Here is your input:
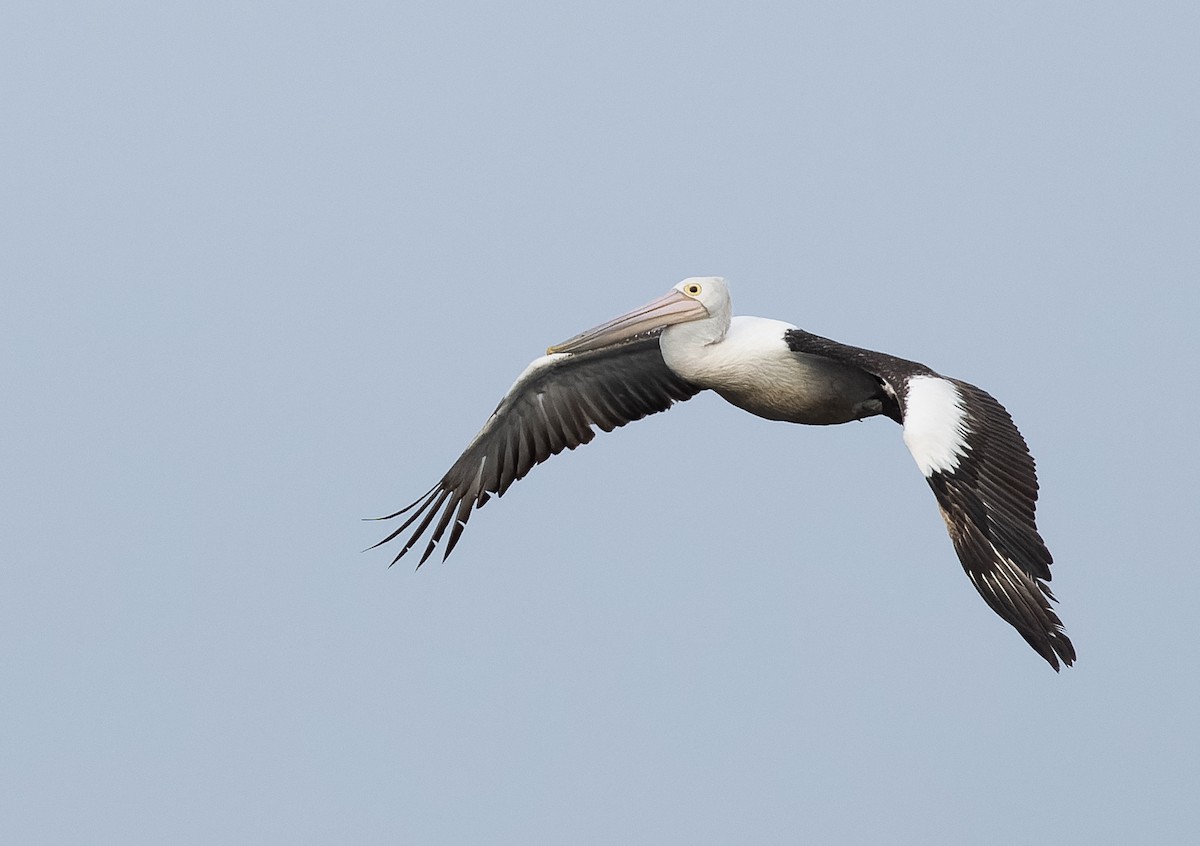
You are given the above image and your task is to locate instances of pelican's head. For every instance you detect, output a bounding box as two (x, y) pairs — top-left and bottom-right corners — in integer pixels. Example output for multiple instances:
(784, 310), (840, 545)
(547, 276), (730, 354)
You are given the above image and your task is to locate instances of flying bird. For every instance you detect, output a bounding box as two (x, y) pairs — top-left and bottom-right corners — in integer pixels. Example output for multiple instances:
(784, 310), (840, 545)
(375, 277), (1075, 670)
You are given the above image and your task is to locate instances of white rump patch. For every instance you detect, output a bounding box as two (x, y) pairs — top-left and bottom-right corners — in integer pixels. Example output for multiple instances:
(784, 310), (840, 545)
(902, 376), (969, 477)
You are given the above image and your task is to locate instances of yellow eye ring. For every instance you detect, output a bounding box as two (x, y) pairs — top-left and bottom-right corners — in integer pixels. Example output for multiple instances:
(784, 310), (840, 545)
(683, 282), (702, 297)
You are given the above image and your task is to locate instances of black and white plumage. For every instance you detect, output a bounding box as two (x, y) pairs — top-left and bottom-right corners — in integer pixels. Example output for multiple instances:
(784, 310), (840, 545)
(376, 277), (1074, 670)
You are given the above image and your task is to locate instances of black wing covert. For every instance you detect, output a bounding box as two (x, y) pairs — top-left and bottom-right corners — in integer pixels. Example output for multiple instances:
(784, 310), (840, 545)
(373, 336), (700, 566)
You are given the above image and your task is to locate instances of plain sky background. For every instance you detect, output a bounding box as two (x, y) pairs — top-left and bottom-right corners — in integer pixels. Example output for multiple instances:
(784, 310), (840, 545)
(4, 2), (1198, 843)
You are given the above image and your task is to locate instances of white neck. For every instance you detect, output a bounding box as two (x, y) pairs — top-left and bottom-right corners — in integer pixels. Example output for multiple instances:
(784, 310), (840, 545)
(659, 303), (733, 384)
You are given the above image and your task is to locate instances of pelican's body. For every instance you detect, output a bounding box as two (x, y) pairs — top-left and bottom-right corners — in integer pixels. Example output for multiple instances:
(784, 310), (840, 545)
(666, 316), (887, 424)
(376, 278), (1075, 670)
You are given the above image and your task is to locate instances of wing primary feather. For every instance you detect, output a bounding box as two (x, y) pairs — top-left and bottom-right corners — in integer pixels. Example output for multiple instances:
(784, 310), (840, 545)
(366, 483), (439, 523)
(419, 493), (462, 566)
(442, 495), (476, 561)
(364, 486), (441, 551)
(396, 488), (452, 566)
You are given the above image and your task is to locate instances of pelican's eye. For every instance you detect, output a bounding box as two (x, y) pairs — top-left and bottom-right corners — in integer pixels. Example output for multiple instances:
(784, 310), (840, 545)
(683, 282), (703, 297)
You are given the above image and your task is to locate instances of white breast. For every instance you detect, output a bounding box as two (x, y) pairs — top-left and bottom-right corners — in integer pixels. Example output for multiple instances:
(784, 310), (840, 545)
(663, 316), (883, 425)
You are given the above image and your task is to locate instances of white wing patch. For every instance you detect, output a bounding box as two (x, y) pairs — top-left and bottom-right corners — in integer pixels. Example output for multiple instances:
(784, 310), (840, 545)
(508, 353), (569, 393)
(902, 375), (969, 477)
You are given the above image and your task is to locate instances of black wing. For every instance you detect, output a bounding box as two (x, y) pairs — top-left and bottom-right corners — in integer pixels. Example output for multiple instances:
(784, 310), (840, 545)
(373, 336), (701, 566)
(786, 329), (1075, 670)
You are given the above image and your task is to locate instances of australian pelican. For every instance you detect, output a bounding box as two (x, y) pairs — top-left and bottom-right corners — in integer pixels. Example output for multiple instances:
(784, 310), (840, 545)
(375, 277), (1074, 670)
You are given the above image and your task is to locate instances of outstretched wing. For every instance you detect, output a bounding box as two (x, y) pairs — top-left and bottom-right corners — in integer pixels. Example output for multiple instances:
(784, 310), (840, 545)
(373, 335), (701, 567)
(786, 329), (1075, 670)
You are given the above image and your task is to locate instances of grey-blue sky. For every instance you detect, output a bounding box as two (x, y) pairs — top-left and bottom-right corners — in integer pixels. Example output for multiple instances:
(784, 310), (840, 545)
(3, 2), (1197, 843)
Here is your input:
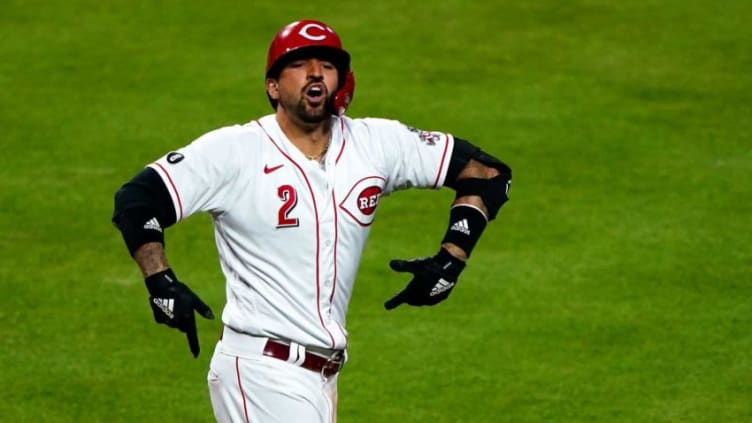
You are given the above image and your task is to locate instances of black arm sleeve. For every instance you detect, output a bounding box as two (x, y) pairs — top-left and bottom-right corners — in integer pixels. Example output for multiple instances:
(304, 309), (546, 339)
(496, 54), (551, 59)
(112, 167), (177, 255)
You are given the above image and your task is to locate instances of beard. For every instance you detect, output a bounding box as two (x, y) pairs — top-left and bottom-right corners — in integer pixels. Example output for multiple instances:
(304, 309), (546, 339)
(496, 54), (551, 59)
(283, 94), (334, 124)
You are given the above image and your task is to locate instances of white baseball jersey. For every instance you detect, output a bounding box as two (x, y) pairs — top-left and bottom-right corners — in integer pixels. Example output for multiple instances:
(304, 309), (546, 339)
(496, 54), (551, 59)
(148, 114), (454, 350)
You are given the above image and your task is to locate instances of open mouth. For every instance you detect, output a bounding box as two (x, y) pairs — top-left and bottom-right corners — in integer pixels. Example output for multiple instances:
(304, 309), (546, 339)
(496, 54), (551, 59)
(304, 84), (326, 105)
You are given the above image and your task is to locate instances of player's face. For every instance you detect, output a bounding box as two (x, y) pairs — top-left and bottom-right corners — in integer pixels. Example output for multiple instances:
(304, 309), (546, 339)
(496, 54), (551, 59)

━━━━━━━━━━━━━━━━

What is needed → If a record above holds a picture, leave the picture out and write out everything else exactly.

Exercise solution →
Here is your input:
You are given the above image and your task is to locate instances of pelican's head. For every instance you detect, output a bounding box as two (x, y) pairs — top-left and bottom-right corners — in integer pixels. Example output for multiple instances:
(784, 310), (840, 545)
(547, 276), (730, 354)
You are given the above image and your task is to locate instances of flying bird. For every instance you detect, output a bounding box as two (x, y) pairs — top-left and bottom-right corners — in integer pixels. Example output for multiple instances:
(784, 310), (840, 545)
(375, 277), (1075, 670)
You are given the above image and your task is to locate instances of white rump patch. For every instance you detect, output a bounding box as two (x, y) pairs — top-left and bottom-right corners — in integer pixels. Example output for multiple instances:
(784, 310), (840, 545)
(902, 376), (969, 477)
You are given the above image and your task is to locate instances of yellow eye ring. For every instance you detect, output a bounding box as two (x, y) pairs — top-left and bottom-right corners — in integer pixels. Example output for multiple instances:
(784, 310), (840, 545)
(683, 282), (702, 297)
You are given the above image and your task is to locate instances of black and white plumage. For every instance you detect, output a bounding box as two (x, y) pairs — top-left and bottom-right corners — in integer pixels. Example output for multiple instances:
(784, 310), (840, 545)
(376, 277), (1074, 670)
You are given the above image and your task is to locate instances of black wing covert. For every instance you detect, output a bounding box as two (x, y) pairs — top-left and bottom-right corners — in integer pixels. Example output for multiple instances:
(784, 310), (840, 545)
(373, 336), (700, 566)
You are given the above image and your task is to locate instances of plain sky background. For every instance you detect, output a bounding box as two (x, y) pairs — top-left and bottom-right corners — in integer pixels. Example output for multiple instances:
(784, 310), (840, 545)
(4, 2), (1198, 843)
You are given the above image and your task is to locate instances of white neck. For every instance you detect, output a bounding box as two (x, y) pairs — top-left and bottom-right corners — in integer pixels. Example output for multiple instances:
(784, 310), (840, 545)
(659, 303), (733, 384)
You are given the above image and your task is to locate instances of pelican's body. For every instance you detect, output a bounding box as two (x, y) pairs — top-left and bottom-right corners — in integer pixels. Example output for multiple instances:
(784, 310), (840, 545)
(666, 316), (887, 424)
(376, 278), (1075, 670)
You are given the above image and your task is to locate instances of wing primary feather. For every instance you detect, output a bounding box as two (x, y) pairs — top-left and bottom-right corners — in integer pixels. Example output for multiple instances:
(784, 310), (840, 545)
(366, 483), (439, 523)
(419, 493), (462, 566)
(442, 495), (476, 561)
(364, 486), (441, 551)
(396, 488), (452, 566)
You are given the above image and your task is to locate instances of pelican's eye. For every instance you detect, output a bounding box as two (x, y) pairs — top-left and bottom-right corners — in integer pixels. Example output for multiple instances:
(784, 310), (840, 545)
(683, 282), (703, 297)
You are given the above image and your task is to locate instances of white breast. For every instance you detect, output a bounding box as two (x, y) pairs — top-left and bottom-right corners — in integer pixels. Example output for multiple instances:
(784, 310), (840, 545)
(663, 316), (883, 425)
You are given the above image and your task is to locate instances of white wing patch. For every instance you detect, output a bounding box as two (x, y) pairs — top-left and bottom-right corners — in integer pixels. Example output for multiple instances:
(784, 310), (840, 545)
(508, 353), (569, 393)
(902, 375), (969, 477)
You are given the above image and your task is to locate instances of black wing. For every instance you detect, output a bounding box as two (x, y) pairs — top-left and bottom-right corners — in integer pixels. Example output for multiple instances:
(784, 310), (840, 545)
(373, 336), (701, 566)
(786, 329), (1075, 670)
You are given the above image and your task is to locate instances of australian pelican. For every instance you detect, output a bounding box as two (x, y) pairs — top-left and bottom-right corners — in integer pixels. Example output for multiple instances:
(784, 310), (840, 545)
(375, 277), (1074, 670)
You are given the above image and your task is to locate instances of outstretched wing. For every instance you detect, output a bounding box as two (x, y) pairs — top-left and bottom-right corners — in integer pixels. Example output for multiple instances:
(784, 310), (840, 545)
(373, 335), (701, 567)
(786, 329), (1075, 670)
You are given the above image and your task is to locate instances of grey-blue sky. For every instance you detect, output a bounding box as two (x, y) pairs — top-left and bottom-right corners — in integer pixels. Example output for multiple instances:
(784, 310), (840, 545)
(3, 2), (1197, 843)
Here is your input:
You are given the above image and your task is to locate instances of black arm sleeve. For every instance you detect, output a bounding box as two (x, y) pairs — top-left and bottom-right corners — in integer pixels. Example output for multiple instances:
(304, 309), (546, 339)
(496, 54), (551, 59)
(112, 167), (177, 255)
You are given the above image and your task is to locate instances of beard. For every instance you detect, output a bounding box as two (x, y) pairs — top-left and bottom-right corners — in integer pixels. Example output for multiple instances:
(304, 309), (546, 339)
(496, 54), (551, 59)
(283, 94), (334, 124)
You are given the above image and your task is to locate instances of white baseball jersey. For every instance you detect, output a bounding box as two (x, y) pairs — top-left and bottom-right corners — in integer pixels. Example output for multiple instances:
(304, 309), (546, 339)
(496, 54), (551, 59)
(148, 114), (454, 350)
You are given the above image and your task is to locate instances of open mouth. For every instance you detect, output a bounding box as two (x, y) pairs — top-left and bottom-right corners — in integer pixels. Example output for multiple instances:
(304, 309), (546, 339)
(496, 54), (551, 59)
(304, 84), (326, 105)
You are given the above image and your task is to locate instances of player's face. For every instance you detect, output a bounding box as two (x, y) pairs — top-left and bottom-right corners — in integer pixels. Example output for multiple instances:
(304, 309), (546, 339)
(496, 54), (551, 59)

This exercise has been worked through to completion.